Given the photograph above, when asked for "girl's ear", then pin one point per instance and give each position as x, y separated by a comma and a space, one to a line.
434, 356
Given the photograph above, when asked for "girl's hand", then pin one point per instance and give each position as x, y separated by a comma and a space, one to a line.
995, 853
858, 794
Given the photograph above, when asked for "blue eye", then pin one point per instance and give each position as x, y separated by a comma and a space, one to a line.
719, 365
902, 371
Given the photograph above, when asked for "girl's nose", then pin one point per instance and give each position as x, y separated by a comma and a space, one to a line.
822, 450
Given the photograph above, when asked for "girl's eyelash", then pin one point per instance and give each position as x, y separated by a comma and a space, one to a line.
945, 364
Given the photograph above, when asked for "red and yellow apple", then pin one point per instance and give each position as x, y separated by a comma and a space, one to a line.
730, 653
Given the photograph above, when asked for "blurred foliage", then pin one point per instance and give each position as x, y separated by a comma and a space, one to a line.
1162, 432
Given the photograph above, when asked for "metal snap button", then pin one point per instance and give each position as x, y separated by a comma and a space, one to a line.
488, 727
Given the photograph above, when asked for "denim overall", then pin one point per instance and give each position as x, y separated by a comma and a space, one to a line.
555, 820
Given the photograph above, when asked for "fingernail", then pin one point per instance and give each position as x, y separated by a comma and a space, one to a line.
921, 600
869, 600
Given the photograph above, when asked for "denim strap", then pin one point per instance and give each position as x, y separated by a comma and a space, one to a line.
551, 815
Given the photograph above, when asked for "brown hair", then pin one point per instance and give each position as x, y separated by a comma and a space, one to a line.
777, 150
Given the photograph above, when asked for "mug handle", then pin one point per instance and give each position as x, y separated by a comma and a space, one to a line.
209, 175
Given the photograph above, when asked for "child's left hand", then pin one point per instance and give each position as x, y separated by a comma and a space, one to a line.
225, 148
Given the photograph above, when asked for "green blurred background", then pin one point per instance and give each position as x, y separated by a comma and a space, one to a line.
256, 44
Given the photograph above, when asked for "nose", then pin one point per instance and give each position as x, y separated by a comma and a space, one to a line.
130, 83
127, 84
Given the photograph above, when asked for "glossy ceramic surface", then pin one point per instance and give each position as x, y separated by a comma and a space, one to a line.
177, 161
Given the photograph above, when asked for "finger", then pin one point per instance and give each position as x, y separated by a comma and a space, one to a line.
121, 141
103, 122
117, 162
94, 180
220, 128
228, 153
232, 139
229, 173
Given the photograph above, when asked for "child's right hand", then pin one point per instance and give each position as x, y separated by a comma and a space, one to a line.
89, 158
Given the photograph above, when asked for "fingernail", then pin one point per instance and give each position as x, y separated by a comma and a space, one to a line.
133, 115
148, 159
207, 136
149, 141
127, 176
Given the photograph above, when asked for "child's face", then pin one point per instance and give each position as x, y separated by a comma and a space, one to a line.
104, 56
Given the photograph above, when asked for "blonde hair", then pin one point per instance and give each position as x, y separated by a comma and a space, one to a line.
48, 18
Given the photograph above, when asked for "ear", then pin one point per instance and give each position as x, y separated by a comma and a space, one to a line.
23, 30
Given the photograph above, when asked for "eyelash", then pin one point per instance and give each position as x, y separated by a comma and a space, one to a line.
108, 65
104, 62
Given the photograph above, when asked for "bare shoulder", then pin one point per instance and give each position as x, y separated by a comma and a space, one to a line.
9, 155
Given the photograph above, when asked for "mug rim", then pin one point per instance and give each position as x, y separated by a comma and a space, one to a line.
#####
**STATED EXERCISE:** Write out the material from the first line to the last, exactly.

**RESULT:**
Given the photograph above, when asked for "girl's ear", then pin one point per instance and give each position as x, y separated by a comma and a space, one to a line.
434, 356
Given the photograph above, when asked for "girl's hand", then pin one point per instance and give each position as x, y separated by a comma and a space, one to a line.
995, 853
858, 794
Given the photograph above, when asked for "blue eye", then pin one point per instance and give each position as x, y separated by a comma and a space, one to a line.
719, 365
902, 371
Given the photograph above, when asked for "girl's nose", then pin one point per instance and give each position as x, y separated by a comma and a space, one to a line.
822, 450
Given the photograph above, when asked for "girl's eyelash", then pin one point per instance and give each position as x, y separated by a comma and a space, one to a line.
945, 364
Given the photograph above, when asked for "red and yellow apple", then pin one point per instance and give each position as x, y separated by a comma and a space, one to a line.
730, 653
Given the photograph above, when asked for "blurred foliage", then pin one point per instance and give each position as x, y separated by a comma and a space, one to a line.
1162, 432
Given the photograph above, when asked for "metal snap button", then pin one point per instance and give each position as x, y separated by a comma and a space, one to a line.
488, 727
Given the photograph above, when asked for "denim overall", then pin one point per instance and give each position as x, y separated by a comma and a space, one to a line.
555, 820
Given the photograph above, when asked for "fingernail", then pin one point per instance and give each position as x, y separated by a comma and a space, one to a line.
921, 600
869, 600
Given the photograph above, when asked for "denim strap", then pin one point per instance and give each position as x, y separated by a comma and a space, one to a line.
551, 815
Given the photograph above, when asked for "brown hair", then pin one point per instance and give each position as x, y separated by a comma and a space, one to a line.
777, 150
Given the photograph above, when asked for "mug handle", then pin one point per instance and give each position as x, y separated by a comma and a space, one to a line.
209, 175
Given the photograph above, when asked for "child's left hand", then pin one point per instance and give each position as x, y separated by a comma and a space, one to a line.
225, 148
Given the photograph above, when asked for "green blurred background", then pin one point per instance and give each position as x, y separated by a comma and a space, one to a line.
256, 44
Given the photograph above, when asked for "nose", then pin one point per instance and give each position as x, y separated by a comma and a space, one to a line.
130, 83
127, 84
Given the photograph above, when asked for "glossy ceramic surface", then pin one point per instance and give each position as x, y separated by a comma and a space, one to a line.
177, 161
Given the photograph above, when asked for "finger", then pin one point per instance and give each position as x, y separated by a comma and a space, one to a line.
121, 141
103, 122
117, 162
94, 180
220, 128
228, 153
232, 139
229, 173
Given the photograph above, when asked for "child's right hand", then pin one point per instance and give each position as x, y separated by a comma and a space, one to a line.
89, 158
Given the photograph above, when asked for "fingernail", then pin one point per instance and give each position as x, y separated by a comma and a space, one to a line.
133, 115
148, 159
207, 136
149, 141
127, 176
Given the photograph above, when asked for "child's face", then pin one point per instance and give each position as x, y separated by a comma and a space, one to a line.
104, 56
Given the photograph above, when asked for "blonde hair", then pin one point per instance and give each position as x, y separated by a comma and a space, one to a line.
48, 18
Given the photograph above, when asked for "ear", then pin one point per instance and give each position as x, y separated by a comma and a space, one to a line.
23, 30
Given the photograph above, when asked for "eyelash", then pin one point per instance and give each position as x, y separated by a comma and a space, one to a line.
108, 65
104, 62
Given the photograph above, when asked for "bare shoulder", then pin one point per instance and give each position as x, y separated by a comma and a space, one to a line.
9, 155
Given the photograph above, when asked for "mug rim", then pin one point per instance and give each position as x, y separated by a comma and a space, one to a line.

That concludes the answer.